## Requirement
Copy each of the entries below word for word, omitting the pictures.

[BEGIN Material for this task]

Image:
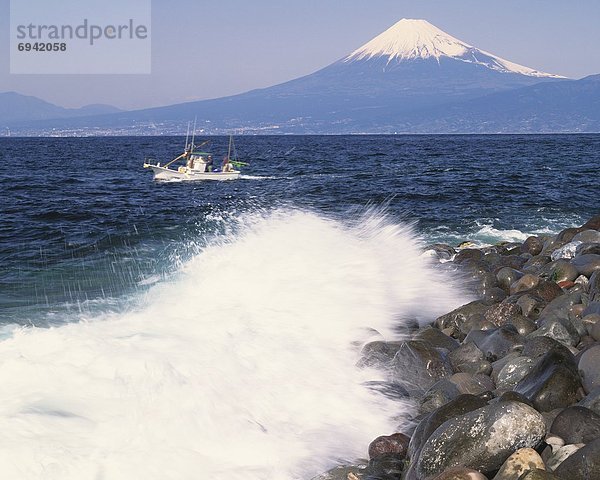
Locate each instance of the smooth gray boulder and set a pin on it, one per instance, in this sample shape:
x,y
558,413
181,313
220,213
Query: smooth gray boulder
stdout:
x,y
482,439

[END Material for this task]

## Finished exercise
Image:
Locate each instance of the smooth gray boulder and set a pin on it, one per instance, in this sample shape:
x,y
558,413
181,313
220,213
Query: smooth gray boulder
stdout:
x,y
482,439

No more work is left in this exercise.